* [Given exercise a]
Write out, word for word, the records from the line containing "of the beige" through the end of the records, with both ends included. Leave any pictures out of your answer.

Start of Supplied passage

This interview was originally published at All About Jazz in June 2001.

A true jazz pioneer, guitarist Larry Coryell was one of the earliest musicians to experiment with the fusion of jazz and rock styles. Originally from Galveston, Texas, Coryell moved to New York in 1965, at a time when the city's music scene was infused with a richly creative spirit. Early on he performed with Chico Hamilton, Gary Burton, and the Jazz Composers Alliance Orchestra headed by Mike Mantler and Carla Bley. He also helped organize one of the first jazz-rock groups, the Free Spirits, with saxophonist Jim Pepper, drummer Bob Moses, pianist Mike Nock and bassist Chris Hills. The band's album Out of Sight and Sound is now a rare, treasured collectible for passionate jazz-rock fans.

In 1967 Coryell and saxophonist Steve "The Count" Marcus broke further ground in fusion with Count's Rock Band. The duo continued their collaboration in the group Foreplay and later in Coryell's legendary band The Eleventh House. Coryell's powerful, acidic tone and the band members' virtuosity quickly made The Eleventh House one of the most influential jazz-rock projects. Coryell subsequently worked with the likes of John McLaughlin, Charles Mingus, Alphonse Mouzon, Philip Catherine, John Scofield and Miroslav Vitous, and recorded his own now-classic albums like Spaces and Lady Coryell. Along the way he endured occasional bouts of alcoholism, which he eventually overcame through Buddhist practices.

In 2000 Coryell rejoined forces with Steve Marcus to record Reunion under the name Count's Jam Band. The Tone Center album also includes fine contributions from electric bassist Kai Eckhardt (of John McLaughlin's band) and drummer Steve Smith (formerly of Journey). Coryell has also recently released Inner Urge, his third mainstream jazz album for the HighNote label. All About Jazz fusion editor Todd S. Jenkins recently spoke with Coryell about his art, his role in fusion's development, and his renewed collaboration with Marcus.

All About Jazz: I spent the last couple of days spinning the new Count's Jam Band disc. It sounds fabulous! So what brought this reunion on?

End of Supplied passage
Start of Entries

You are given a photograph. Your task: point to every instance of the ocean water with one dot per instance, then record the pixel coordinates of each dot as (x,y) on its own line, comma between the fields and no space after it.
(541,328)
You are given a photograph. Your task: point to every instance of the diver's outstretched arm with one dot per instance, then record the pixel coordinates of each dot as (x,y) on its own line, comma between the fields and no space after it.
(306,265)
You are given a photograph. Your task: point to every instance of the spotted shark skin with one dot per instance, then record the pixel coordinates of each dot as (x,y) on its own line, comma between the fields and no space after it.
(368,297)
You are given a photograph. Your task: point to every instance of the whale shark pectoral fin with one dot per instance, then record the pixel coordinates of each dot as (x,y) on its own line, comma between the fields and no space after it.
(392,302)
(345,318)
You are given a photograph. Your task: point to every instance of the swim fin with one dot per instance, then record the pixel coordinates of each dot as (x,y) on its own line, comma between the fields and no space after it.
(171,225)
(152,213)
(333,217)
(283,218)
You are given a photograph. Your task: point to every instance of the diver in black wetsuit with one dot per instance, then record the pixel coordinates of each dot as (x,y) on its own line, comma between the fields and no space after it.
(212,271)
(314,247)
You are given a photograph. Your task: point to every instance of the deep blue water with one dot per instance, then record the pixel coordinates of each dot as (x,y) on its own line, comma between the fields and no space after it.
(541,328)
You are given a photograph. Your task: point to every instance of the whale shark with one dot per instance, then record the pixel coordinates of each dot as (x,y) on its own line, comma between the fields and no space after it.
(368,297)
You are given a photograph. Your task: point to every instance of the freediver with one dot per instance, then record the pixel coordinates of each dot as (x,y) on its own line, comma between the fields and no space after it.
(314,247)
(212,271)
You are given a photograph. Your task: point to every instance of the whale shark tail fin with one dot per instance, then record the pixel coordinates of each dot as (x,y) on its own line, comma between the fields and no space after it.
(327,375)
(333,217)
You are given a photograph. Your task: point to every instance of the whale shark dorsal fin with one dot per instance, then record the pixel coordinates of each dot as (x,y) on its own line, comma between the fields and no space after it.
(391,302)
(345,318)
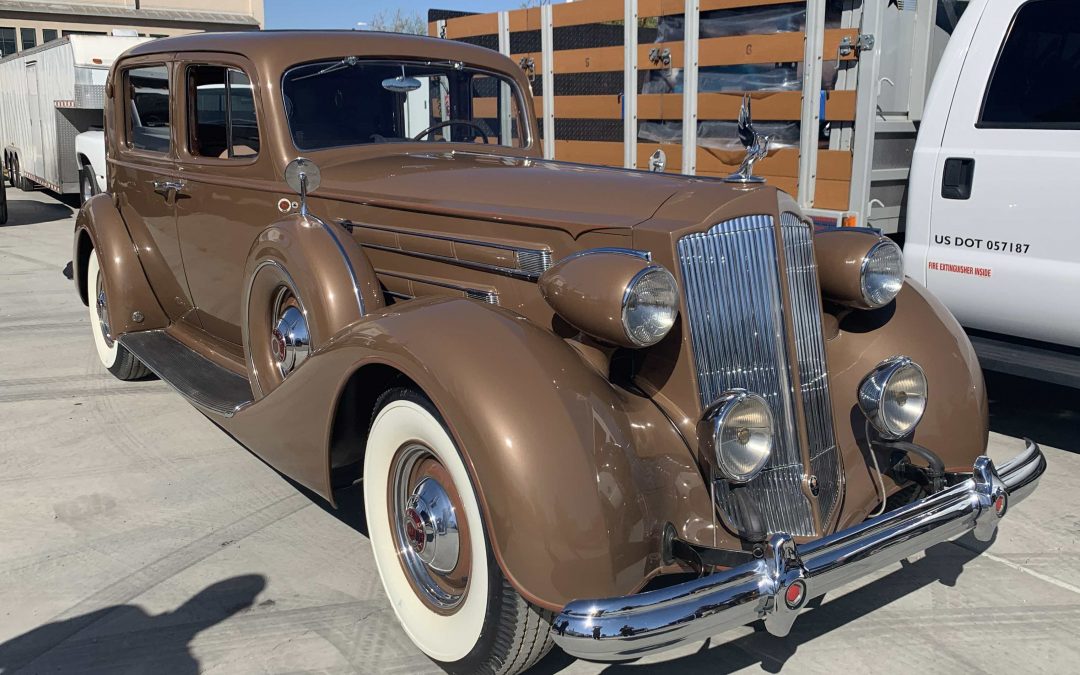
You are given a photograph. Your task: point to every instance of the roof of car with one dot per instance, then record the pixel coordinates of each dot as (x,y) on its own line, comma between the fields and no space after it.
(279,46)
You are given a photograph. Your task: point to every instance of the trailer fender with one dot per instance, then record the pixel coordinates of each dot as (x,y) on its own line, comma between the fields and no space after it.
(132,304)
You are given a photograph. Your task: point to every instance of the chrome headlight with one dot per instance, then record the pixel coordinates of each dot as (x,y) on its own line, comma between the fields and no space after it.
(739,430)
(649,306)
(881,274)
(893,396)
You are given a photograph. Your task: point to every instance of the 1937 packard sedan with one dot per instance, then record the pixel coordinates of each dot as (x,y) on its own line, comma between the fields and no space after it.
(606,408)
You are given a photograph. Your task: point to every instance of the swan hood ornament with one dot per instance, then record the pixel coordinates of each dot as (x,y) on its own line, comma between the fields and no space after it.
(757,146)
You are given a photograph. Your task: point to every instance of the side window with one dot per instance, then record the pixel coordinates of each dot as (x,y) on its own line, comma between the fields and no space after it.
(146,96)
(1036,82)
(221,111)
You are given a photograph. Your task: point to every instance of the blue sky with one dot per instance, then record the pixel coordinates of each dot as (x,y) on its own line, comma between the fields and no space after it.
(346,13)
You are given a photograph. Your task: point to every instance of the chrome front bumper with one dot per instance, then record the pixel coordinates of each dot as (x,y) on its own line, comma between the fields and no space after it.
(626,628)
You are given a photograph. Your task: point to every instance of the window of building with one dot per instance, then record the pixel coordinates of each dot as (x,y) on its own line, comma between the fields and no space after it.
(1036,82)
(29,37)
(146,94)
(223,112)
(8,44)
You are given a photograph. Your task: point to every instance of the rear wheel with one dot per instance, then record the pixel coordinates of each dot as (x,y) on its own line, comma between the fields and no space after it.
(431,549)
(113,355)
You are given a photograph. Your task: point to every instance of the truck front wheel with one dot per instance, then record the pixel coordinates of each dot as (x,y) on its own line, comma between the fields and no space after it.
(431,549)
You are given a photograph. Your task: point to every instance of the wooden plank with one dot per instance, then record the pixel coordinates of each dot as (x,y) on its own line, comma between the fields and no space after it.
(525,19)
(739,50)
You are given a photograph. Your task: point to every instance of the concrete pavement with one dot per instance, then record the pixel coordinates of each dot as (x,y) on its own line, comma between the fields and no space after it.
(137,537)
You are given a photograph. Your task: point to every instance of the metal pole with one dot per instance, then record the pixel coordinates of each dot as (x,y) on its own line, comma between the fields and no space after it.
(690,31)
(504,93)
(810,119)
(548,77)
(862,160)
(630,85)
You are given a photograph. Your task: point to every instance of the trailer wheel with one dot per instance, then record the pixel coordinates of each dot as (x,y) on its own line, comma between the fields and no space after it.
(88,184)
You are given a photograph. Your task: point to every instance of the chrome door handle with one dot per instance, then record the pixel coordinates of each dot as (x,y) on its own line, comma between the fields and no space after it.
(164,187)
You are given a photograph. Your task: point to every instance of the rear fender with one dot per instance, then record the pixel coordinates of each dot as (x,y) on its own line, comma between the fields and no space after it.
(577,478)
(99,227)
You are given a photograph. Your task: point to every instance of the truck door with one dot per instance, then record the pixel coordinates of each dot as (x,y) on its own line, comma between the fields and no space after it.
(1002,248)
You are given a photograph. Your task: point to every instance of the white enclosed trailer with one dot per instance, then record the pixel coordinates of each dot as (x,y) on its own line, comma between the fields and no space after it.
(48,96)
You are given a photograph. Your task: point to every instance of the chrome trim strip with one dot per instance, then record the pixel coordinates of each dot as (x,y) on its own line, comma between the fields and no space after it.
(531,262)
(624,628)
(731,282)
(805,293)
(477,294)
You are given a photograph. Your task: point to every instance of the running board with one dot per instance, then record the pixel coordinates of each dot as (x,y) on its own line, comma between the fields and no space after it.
(200,380)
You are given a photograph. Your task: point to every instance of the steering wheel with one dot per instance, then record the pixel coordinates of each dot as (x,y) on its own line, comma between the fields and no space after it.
(428,131)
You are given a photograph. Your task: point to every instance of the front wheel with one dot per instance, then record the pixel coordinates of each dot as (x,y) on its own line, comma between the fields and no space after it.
(113,355)
(431,549)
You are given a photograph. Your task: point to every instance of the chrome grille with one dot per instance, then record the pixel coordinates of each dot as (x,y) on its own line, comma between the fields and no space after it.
(810,349)
(737,331)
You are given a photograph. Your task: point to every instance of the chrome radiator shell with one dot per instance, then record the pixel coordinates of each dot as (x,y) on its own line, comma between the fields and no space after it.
(739,325)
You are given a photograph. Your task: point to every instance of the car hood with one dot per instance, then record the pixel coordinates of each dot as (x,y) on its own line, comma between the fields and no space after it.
(575,198)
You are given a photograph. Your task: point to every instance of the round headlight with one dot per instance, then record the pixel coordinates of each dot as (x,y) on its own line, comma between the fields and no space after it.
(649,306)
(742,432)
(881,273)
(893,396)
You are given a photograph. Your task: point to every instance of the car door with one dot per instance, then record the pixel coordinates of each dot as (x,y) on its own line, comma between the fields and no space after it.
(1002,250)
(146,177)
(228,197)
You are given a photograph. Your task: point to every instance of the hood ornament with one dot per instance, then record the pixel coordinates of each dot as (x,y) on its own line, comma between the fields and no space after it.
(757,146)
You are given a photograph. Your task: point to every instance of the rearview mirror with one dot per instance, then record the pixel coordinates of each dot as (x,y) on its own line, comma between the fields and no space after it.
(401,84)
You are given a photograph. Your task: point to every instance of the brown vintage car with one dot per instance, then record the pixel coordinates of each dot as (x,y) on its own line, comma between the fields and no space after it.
(556,381)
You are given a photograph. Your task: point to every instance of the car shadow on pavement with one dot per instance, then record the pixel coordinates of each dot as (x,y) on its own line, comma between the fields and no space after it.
(942,564)
(124,638)
(30,212)
(1048,414)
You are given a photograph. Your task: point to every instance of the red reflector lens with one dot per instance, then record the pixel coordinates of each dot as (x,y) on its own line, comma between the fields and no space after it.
(794,594)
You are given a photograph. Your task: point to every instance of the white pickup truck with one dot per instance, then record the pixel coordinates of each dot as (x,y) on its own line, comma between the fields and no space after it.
(991,228)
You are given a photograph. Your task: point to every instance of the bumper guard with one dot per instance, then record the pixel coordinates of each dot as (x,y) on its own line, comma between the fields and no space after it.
(778,585)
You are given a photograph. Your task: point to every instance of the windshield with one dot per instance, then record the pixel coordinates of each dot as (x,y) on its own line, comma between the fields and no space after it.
(352,102)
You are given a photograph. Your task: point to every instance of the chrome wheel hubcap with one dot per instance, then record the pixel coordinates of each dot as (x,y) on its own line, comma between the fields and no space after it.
(289,341)
(431,544)
(103,314)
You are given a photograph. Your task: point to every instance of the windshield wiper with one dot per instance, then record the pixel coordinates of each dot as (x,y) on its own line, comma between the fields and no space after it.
(348,62)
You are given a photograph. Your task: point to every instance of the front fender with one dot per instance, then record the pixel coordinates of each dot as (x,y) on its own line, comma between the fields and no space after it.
(100,228)
(577,478)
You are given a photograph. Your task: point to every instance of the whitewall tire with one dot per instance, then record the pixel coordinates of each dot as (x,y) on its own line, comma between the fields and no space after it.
(459,610)
(112,354)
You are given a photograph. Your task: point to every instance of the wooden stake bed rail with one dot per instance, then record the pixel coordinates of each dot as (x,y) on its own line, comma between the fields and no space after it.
(585,110)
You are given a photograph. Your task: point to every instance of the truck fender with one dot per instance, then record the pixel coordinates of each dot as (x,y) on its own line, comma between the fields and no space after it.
(577,478)
(956,422)
(132,305)
(319,266)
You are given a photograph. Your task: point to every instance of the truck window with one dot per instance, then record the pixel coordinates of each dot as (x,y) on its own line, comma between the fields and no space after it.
(355,102)
(221,121)
(1036,81)
(146,99)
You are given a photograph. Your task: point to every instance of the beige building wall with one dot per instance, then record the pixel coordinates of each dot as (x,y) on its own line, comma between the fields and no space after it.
(23,22)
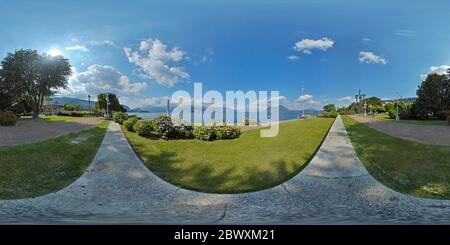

End of Entries

* [Given exercise b]
Summarize the introduction to the Larry Coryell interview in two sentences.

* [Expected answer a]
You are given a photograph. Your task: point to every instance of the beige building wall with one dot per instance, then record the pixel coordinates of each dot as (x,y) on its own line, comma between the fields and no space after it.
(23,22)

* [Expected answer b]
Guitarist Larry Coryell, originally from Galveston, Texas, moved to New York in 1965 and became one of the earliest musicians to experiment with fusing jazz and rock, through groups such as the Free Spirits, Count's Rock Band, Foreplay and The Eleventh House. In 2000 he rejoined saxophonist Steve Marcus to record Reunion under the name Count's Jam Band, and he also recently released Inner Urge, his third mainstream jazz album for the HighNote label.